* _What to do_: These records need to be repeated exactly, every one of them.

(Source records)
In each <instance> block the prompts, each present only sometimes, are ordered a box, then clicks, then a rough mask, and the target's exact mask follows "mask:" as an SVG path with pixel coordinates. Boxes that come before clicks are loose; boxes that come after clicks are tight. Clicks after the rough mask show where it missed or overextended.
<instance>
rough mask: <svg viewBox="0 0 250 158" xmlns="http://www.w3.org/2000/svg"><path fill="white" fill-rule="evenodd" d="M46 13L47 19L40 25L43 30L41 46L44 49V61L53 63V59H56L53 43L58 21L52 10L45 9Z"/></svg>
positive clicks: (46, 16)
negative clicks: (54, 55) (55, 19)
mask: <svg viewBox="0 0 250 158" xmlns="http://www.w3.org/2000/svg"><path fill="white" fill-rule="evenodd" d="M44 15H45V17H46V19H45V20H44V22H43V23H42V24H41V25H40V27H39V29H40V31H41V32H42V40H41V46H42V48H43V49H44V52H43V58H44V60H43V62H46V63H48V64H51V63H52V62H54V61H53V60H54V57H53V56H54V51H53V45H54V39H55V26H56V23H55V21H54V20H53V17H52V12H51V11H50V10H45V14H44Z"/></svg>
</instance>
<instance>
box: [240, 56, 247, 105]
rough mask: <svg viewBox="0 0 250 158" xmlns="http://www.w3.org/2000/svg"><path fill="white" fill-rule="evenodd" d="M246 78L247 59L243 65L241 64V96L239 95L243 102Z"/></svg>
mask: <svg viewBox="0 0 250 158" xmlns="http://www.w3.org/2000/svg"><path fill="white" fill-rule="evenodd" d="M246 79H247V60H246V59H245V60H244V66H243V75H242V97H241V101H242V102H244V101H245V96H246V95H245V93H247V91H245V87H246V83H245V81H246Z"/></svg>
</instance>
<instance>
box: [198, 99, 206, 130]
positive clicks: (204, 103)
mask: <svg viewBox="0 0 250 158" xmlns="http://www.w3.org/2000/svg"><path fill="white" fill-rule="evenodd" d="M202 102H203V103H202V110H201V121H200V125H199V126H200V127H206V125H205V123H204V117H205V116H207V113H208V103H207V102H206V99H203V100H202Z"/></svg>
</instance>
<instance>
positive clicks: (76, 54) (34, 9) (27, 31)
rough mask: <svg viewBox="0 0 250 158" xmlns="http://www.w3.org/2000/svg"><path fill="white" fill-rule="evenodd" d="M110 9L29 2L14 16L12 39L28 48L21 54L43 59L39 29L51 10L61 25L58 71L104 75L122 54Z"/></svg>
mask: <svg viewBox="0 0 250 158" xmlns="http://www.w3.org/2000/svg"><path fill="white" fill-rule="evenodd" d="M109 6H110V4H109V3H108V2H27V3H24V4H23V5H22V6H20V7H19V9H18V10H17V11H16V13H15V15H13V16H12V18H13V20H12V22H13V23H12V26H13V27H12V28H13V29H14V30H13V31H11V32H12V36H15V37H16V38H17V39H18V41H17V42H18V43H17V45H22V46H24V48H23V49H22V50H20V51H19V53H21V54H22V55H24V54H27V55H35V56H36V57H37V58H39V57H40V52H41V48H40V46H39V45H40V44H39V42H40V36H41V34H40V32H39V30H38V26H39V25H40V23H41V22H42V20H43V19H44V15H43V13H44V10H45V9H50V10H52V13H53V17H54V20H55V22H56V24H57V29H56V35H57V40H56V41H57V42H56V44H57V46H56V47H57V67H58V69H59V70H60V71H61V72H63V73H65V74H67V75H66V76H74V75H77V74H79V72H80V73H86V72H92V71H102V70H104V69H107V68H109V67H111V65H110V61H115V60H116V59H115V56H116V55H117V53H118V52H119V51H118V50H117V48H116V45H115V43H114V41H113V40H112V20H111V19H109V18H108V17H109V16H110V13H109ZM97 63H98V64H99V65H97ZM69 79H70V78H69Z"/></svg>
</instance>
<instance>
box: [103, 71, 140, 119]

* _Completed task_:
In each <instance> block the prompts, each present only sometimes, are ordered a box, then clicks, then a rough mask, and the target's exact mask follows "mask:" as an SVG path with pixel coordinates. Boxes that come before clicks are loose; boxes that come after clicks are tight. Clicks after the rough mask show where it missed or overextended.
<instance>
rough mask: <svg viewBox="0 0 250 158" xmlns="http://www.w3.org/2000/svg"><path fill="white" fill-rule="evenodd" d="M46 13L47 19L40 25L43 30L41 46L44 49V61L53 63V59H56L53 43L58 21L52 10L45 9Z"/></svg>
positive clicks: (46, 16)
negative clicks: (54, 55) (55, 19)
mask: <svg viewBox="0 0 250 158" xmlns="http://www.w3.org/2000/svg"><path fill="white" fill-rule="evenodd" d="M44 15H45V17H46V19H45V20H44V22H43V23H42V24H41V25H40V27H39V29H40V31H41V32H42V40H41V46H42V48H43V49H44V52H43V58H44V60H43V62H46V63H48V64H51V63H52V62H54V61H53V60H54V57H53V56H54V51H53V45H54V39H55V26H56V23H55V21H54V20H53V17H52V12H51V11H50V10H45V14H44Z"/></svg>
</instance>
<instance>
box: [240, 56, 247, 105]
rough mask: <svg viewBox="0 0 250 158" xmlns="http://www.w3.org/2000/svg"><path fill="white" fill-rule="evenodd" d="M246 78L247 59L243 65L241 64V96L239 95L243 102Z"/></svg>
mask: <svg viewBox="0 0 250 158" xmlns="http://www.w3.org/2000/svg"><path fill="white" fill-rule="evenodd" d="M246 79H247V60H246V59H245V60H244V66H243V75H242V97H241V101H242V102H244V101H245V96H246V95H245V93H247V91H245V87H246V83H245V81H246Z"/></svg>
</instance>
<instance>
box: [198, 99, 206, 130]
positive clicks: (204, 103)
mask: <svg viewBox="0 0 250 158" xmlns="http://www.w3.org/2000/svg"><path fill="white" fill-rule="evenodd" d="M202 102H203V103H202V110H201V121H200V125H199V126H200V127H206V125H205V123H204V117H205V116H207V113H208V103H207V102H206V99H203V100H202Z"/></svg>
</instance>
<instance>
positive clicks: (76, 54) (34, 9) (27, 31)
rough mask: <svg viewBox="0 0 250 158" xmlns="http://www.w3.org/2000/svg"><path fill="white" fill-rule="evenodd" d="M110 9L29 2L14 16L12 39L28 48L21 54L43 59L39 29L51 10L61 25L58 71L104 75L122 54Z"/></svg>
mask: <svg viewBox="0 0 250 158" xmlns="http://www.w3.org/2000/svg"><path fill="white" fill-rule="evenodd" d="M109 6H110V4H109V3H108V2H27V3H24V4H23V5H22V6H20V7H19V9H18V10H17V11H16V13H15V15H13V16H12V18H13V20H12V22H13V23H12V26H13V27H12V28H13V29H14V30H13V31H11V32H12V36H15V37H16V38H17V39H18V41H17V42H18V43H17V45H22V46H24V48H23V49H22V50H20V51H19V53H21V54H22V55H24V54H27V55H35V56H36V57H37V58H39V57H40V52H41V48H40V46H39V45H40V44H39V42H40V36H41V34H40V32H39V30H38V26H39V25H40V23H41V22H42V20H43V19H44V15H43V13H44V10H45V9H50V10H52V13H53V17H54V20H55V22H56V24H57V29H56V35H57V40H56V41H57V42H56V44H57V46H56V47H57V67H58V69H59V70H60V71H61V72H63V73H65V74H67V75H66V76H74V75H77V74H79V72H80V73H86V72H92V71H102V70H104V69H107V68H109V67H111V65H110V61H115V60H116V59H115V56H116V55H117V53H118V52H119V51H118V50H117V48H116V45H115V43H114V41H113V40H112V20H111V19H109V18H108V17H109V16H110V13H109ZM97 63H98V64H99V65H97ZM69 79H70V78H69Z"/></svg>
</instance>
<instance>
box: [103, 71, 140, 119]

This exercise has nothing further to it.